(EXERCISES TO COMPLETE)
[1] Answer these questions from the news report on North Korea's Yongbyon plant, marking each answer with its letter:
(a) What does the reprocessing plant turn spent nuclear fuel rods into?
(b) Which newspaper first reported the North Korean move at Yongbyon?
(c) When did the North Koreans restart the reactor?
[2] Write the next part of the news report on North Korea's Yongbyon plant, picking up after its final sentence.

(TEXT BLOCK)
»»
Plutonium reprocessing activity at a key North Korean site has apparently ceased, US officials said.
It is unclear why the North Koreans stopped work at their reprocessing plant at Yongbyon, the officials said Thursday, speaking on the condition of anonymity.
Presumably, they either chose to stop or had technical problems at the plant. Unless something broke, the plant could be restarted at any time.
The plant turns spent nuclear fuel rods into plutonium that can be used in nuclear weapons. It is the only one North Korea is known to have. At the same site is a nuclear reactor that can make the spent fuel rods.
Also Thursday, US officials said North Korea appears to be developing a new intermediate-range ballistic missile capable of reaching the US. The missile hasn't been tested.
The North Korean move at its nuclear site in Yongbyon was first reported in Thursday editions of the Los Angeles Times.
The US officials declined to say precisely when activity at Yongbyon stopped, although other officials had said as recently as last month that low-level reprocessing was under way.
The North Koreans restarted the reactor in late February. They are also thought to have accessed some 8,000 ready-to-reprocess spent fuel rods that had been in storage.
Reprocessing work may have begun sometime in the late spring or summer.
It is unclear whether North Korea could have reprocessed enough spent fuel to make a nuclear weapon. Washington estimates they already have at least one or two.
Experts had previously estimated that running the plant at full speed could make five or six new nuclear weapons out of the 8,000 rods at the rate of one a month. But officials had previously described the activity at Yongbyon as small in scale.
The North Koreans claimed they finished reprocessing the rods in April, but Western intelligence officials have expressed doubts.
««
(DATASET ENTRIES)
»»
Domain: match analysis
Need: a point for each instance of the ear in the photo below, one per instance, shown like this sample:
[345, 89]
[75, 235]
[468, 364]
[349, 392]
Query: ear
««
(ANSWER LIST)
[1]
(a) Plutonium that can be used in nuclear weapons.
(b) The Los Angeles Times.
(c) In late February.

[2]
The new missile may have a range of 15,125km, a distance within the range of any US state or territory, two US government officials said.
Until now, the limit of North Korea's missile range was thought by US defense experts to have been Alaska or Hawaii for heavier payloads and the western half of the continental US for lighter payloads.
Whether Pyongyang could reach US targets with a nuclear warhead is not clear; officials are not certain whether their nuclear weapons are small enough to fit on their missiles.
Some officials said the new missiles are based on Russia's SS-N-6 "Serb," a Soviet-era, submarine-launched ballistic missile, suggesting cooperation from Russian scientists or other entities, the officials said.
The US administration has raised the issue with Russian government officials, who indicated surprise and disapproval of the activity, according to the US officials.
However, other US officials said the North Korean missile may be based on an indigenous design rather than a Russian one.
North Korea's possession of missiles with a range covering almost half the planet could add a troubling dimension to its dispute with the US over its nuclear weapons program.
In the absence of a proliferation agreement, the North could cap its missiles with nuclear warheads, leaving US cities vulnerable to attack.